▸ **RECORD LIST**:

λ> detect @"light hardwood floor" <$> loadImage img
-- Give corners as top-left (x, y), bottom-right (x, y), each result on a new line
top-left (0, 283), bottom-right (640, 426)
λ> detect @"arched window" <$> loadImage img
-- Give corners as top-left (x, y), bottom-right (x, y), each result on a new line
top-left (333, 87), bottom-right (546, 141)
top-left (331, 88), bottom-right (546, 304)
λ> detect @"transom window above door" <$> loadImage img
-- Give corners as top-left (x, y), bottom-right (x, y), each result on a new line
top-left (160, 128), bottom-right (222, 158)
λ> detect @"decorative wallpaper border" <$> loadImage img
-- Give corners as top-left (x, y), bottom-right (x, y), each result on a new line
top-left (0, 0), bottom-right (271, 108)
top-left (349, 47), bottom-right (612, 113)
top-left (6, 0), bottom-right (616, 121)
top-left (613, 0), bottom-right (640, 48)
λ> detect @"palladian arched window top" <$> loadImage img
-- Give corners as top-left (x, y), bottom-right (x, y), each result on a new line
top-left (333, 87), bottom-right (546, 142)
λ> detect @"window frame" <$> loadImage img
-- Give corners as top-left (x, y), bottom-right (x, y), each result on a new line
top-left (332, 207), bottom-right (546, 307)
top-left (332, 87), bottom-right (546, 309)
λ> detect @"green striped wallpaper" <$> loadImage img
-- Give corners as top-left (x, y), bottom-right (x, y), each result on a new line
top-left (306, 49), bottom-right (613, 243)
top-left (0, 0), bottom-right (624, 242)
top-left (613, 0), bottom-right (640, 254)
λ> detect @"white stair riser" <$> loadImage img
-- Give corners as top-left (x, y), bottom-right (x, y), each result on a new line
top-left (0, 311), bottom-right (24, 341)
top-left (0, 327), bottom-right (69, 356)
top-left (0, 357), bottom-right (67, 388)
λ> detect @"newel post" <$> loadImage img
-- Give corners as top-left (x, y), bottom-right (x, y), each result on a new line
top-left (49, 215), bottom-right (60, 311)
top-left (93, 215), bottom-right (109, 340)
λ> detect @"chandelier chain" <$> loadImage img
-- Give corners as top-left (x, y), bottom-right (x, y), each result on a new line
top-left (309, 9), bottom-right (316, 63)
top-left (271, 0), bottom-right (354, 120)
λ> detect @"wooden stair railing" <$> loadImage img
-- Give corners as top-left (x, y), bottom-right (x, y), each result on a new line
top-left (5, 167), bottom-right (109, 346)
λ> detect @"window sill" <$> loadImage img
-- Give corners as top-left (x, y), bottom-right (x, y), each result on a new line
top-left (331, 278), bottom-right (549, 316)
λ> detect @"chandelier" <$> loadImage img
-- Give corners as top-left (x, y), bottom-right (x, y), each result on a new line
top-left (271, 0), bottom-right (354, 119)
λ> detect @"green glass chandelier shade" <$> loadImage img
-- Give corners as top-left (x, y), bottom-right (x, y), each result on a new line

▸ **EXERCISE DETAILS**: Reproduce every entry above, renaming "chandelier" to "pendant light" wherever it occurs and leaving all other text unchanged.

▸ **SOLUTION FOR THIS TASK**:
λ> detect @"light hardwood floor" <$> loadImage img
-- Give corners as top-left (x, y), bottom-right (x, y), each result on a new line
top-left (0, 283), bottom-right (640, 426)
λ> detect @"arched window" <$> loadImage img
-- Give corners as top-left (x, y), bottom-right (x, y), each result on a new line
top-left (333, 87), bottom-right (546, 141)
top-left (331, 88), bottom-right (546, 304)
λ> detect @"transom window above door" <$> loadImage img
-- Give corners as top-left (x, y), bottom-right (x, y), each result on a new line
top-left (160, 128), bottom-right (222, 158)
λ> detect @"decorative wallpaper border" <$> loadImage img
-- Give corners as top-left (x, y), bottom-right (x, y), each result on a new line
top-left (0, 0), bottom-right (271, 108)
top-left (349, 47), bottom-right (612, 113)
top-left (6, 0), bottom-right (616, 121)
top-left (613, 0), bottom-right (640, 48)
λ> detect @"palladian arched window top" <$> loadImage img
-- Give corners as top-left (x, y), bottom-right (x, y), each result on a new line
top-left (333, 87), bottom-right (546, 142)
λ> detect @"window frame" <$> loadImage img
-- Give corners as top-left (x, y), bottom-right (x, y), each result on a new line
top-left (332, 207), bottom-right (546, 307)
top-left (332, 87), bottom-right (546, 309)
λ> detect @"green striped wallpaper" <$> loadImage img
-- Give corners as top-left (x, y), bottom-right (x, y), each result on a new line
top-left (306, 49), bottom-right (613, 243)
top-left (0, 0), bottom-right (624, 242)
top-left (613, 0), bottom-right (640, 254)
λ> detect @"white stair riser" <$> loadImage img
-- Give corners as top-left (x, y), bottom-right (x, y), each result on a new line
top-left (0, 311), bottom-right (24, 341)
top-left (0, 327), bottom-right (69, 356)
top-left (0, 357), bottom-right (67, 388)
λ> detect @"newel post" <$> loadImage img
-- Give corners as top-left (x, y), bottom-right (x, y), each result on a new line
top-left (49, 215), bottom-right (60, 311)
top-left (93, 215), bottom-right (109, 340)
λ> detect @"pendant light chain" <$> loadImage img
-- Give corners as top-left (x, y), bottom-right (x, y), each result on a new line
top-left (309, 9), bottom-right (316, 63)
top-left (271, 0), bottom-right (354, 120)
λ> detect @"wooden stair railing" <$> loadImage img
-- Give corners as top-left (x, y), bottom-right (x, y), each result on a new line
top-left (5, 167), bottom-right (109, 346)
λ> detect @"window sill" <$> loadImage img
-- Give corners as top-left (x, y), bottom-right (x, y), each result on a new line
top-left (331, 278), bottom-right (549, 316)
λ> detect @"pendant light" <$> loadImage img
-- Give corners as top-left (x, y), bottom-right (x, y), each result on a new line
top-left (271, 0), bottom-right (354, 119)
λ> detect @"green glass pendant light shade" <$> loadImage img
-- Give corners as top-left (x, y), bottom-right (x, y), each result on a new line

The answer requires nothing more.